◆ READING PASSAGE
************
This guide walks through creating a data rule end to end: choosing what to evaluate, setting the effective period, writing an expression, validating it, and saving.

## Before you start

You need:

* **Write access** to the project's Data Rules. Ask an admin if the **Add Rule** button is greyed out.
* A clear sense of the **measurement or calculation** you want to validate, and the **threshold** or pattern that defines a problem.

## Step-by-step

<Steps>
  <Step title="Open Data Rules">
    Navigate to **Project Settings → Data Rules**. The Data Rules page lists every rule configured for the project, along with what it evaluates, its status, and the dates it applies to.

    Click **Add Rule** in the top right to start a new rule.
************
◆ SUPPLIED MATERIAL
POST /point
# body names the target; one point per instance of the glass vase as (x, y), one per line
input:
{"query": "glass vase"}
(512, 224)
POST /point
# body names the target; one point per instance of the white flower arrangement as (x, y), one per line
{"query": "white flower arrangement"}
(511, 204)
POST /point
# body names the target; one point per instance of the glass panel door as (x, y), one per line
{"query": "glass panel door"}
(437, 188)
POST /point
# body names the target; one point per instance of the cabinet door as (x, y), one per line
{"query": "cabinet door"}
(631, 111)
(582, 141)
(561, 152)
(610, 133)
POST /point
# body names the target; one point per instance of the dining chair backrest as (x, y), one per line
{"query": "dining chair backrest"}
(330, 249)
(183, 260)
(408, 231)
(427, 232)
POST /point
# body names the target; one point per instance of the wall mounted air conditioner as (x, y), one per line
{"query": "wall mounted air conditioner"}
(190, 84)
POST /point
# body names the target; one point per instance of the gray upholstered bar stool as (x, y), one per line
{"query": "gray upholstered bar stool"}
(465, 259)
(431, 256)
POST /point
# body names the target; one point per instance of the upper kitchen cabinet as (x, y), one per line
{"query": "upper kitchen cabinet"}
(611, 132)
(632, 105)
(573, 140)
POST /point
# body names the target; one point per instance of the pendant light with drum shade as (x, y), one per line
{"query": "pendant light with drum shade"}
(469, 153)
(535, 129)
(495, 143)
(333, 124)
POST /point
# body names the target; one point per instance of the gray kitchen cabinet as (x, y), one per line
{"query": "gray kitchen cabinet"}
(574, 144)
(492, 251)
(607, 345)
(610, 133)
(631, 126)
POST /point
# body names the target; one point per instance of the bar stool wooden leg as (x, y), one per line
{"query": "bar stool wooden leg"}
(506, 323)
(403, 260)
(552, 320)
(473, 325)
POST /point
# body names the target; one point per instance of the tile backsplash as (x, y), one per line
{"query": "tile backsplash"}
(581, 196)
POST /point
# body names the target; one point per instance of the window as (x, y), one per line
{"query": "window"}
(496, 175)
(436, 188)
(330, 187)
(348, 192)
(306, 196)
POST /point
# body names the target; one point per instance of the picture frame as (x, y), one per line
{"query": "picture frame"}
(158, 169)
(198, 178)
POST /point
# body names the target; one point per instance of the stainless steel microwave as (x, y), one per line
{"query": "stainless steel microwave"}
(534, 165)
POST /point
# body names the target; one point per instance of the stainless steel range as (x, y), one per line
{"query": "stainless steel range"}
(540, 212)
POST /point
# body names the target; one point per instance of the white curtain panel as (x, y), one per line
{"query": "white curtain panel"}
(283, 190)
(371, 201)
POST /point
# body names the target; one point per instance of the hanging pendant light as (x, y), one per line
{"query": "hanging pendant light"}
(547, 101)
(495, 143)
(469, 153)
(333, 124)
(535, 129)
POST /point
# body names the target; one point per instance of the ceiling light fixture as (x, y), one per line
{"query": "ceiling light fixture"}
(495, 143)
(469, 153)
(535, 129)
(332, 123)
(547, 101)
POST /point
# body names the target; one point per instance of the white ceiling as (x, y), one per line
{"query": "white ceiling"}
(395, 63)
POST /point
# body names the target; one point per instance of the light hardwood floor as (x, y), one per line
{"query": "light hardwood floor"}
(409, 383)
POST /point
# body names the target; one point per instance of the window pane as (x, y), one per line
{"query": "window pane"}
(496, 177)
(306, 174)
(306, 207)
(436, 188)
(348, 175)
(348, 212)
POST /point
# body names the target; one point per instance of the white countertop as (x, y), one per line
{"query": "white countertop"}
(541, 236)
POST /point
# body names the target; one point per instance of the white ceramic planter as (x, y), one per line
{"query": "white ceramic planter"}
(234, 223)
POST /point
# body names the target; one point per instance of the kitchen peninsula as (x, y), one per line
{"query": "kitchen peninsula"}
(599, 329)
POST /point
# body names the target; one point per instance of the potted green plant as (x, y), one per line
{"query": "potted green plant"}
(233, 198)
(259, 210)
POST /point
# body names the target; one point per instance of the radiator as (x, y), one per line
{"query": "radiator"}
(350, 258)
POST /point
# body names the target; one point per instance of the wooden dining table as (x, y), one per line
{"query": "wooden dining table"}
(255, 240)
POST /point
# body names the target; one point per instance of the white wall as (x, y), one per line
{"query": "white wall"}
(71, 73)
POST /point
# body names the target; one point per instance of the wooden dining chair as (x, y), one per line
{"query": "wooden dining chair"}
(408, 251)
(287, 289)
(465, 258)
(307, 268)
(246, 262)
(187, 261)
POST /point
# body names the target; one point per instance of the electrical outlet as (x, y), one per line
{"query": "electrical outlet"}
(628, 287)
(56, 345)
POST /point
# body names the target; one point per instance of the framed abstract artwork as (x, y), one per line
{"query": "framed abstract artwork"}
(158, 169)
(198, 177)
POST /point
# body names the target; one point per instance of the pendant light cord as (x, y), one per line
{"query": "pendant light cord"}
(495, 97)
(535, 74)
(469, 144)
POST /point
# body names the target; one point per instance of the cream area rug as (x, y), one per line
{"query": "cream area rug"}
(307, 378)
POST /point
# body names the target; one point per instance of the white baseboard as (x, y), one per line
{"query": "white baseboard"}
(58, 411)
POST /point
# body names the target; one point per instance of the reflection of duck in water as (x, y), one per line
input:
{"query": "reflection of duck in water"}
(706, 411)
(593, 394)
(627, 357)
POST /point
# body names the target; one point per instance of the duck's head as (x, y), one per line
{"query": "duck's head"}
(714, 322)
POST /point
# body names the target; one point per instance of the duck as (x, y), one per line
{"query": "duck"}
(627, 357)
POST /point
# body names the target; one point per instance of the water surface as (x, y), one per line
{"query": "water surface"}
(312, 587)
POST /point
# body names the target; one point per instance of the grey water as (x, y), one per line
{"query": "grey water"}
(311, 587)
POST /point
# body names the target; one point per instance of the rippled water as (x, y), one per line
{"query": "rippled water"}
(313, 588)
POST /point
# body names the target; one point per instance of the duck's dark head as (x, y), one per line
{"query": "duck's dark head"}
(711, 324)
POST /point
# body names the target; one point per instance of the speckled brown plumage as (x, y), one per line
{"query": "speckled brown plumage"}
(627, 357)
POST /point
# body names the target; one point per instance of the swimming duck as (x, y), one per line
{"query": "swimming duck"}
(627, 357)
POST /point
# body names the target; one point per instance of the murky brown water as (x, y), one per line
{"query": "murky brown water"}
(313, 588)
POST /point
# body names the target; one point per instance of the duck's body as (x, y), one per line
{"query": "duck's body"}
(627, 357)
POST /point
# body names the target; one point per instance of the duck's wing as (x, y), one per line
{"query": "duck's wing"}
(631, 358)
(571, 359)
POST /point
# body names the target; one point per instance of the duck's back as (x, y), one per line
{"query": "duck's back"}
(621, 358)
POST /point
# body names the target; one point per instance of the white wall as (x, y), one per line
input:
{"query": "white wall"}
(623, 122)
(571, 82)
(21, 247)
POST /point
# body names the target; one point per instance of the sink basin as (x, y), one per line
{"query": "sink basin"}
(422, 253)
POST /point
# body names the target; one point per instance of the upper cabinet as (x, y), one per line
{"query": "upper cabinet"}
************
◆ EXERCISES
(A) Retype the passage of the data rule guide from "This guide walks" up to and including "it, and saving.".
(B) Write the next part of the data rule guide, starting after its final sentence.

◆ TASK-BY-TASK ANSWERS
(A)
This guide walks through creating a data rule end to end: choosing what to evaluate, setting the effective period, writing an expression, validating it, and saving.

(B)
  </Step>

  <Step title="Choose what the rule evaluates">
    Pick a **target** for the rule:

    | Target                 | When to use                                                                                                                                          |
    | ---------------------- | ---------------------------------------------------------------------------------------------------------------------------------------------------- |
    | **Event Data**         | Validate raw measurements as events are created or updated. Best for catching ingestion-time errors (out-of-range readings, missing values).         |
    | **Batch Calculations** | Validate model outputs after a batch is generated. Best for catching downstream calculation issues (a CI score that drifts outside expected bounds). |

    * For **Event Data**, optionally select an **event type** to scope the rule. Leaving this blank evaluates the rule against any event whose datapoints match the expression.
    * For **Batch Calculations**, select the **model** whose calculation results should be evaluated. The available variables come from that model's nodes.
  </Step>

  <Step title="Set the effective period">
    Pick the dates the rule should apply to:

    * **Effective from** — the earliest date the rule applies to. Required.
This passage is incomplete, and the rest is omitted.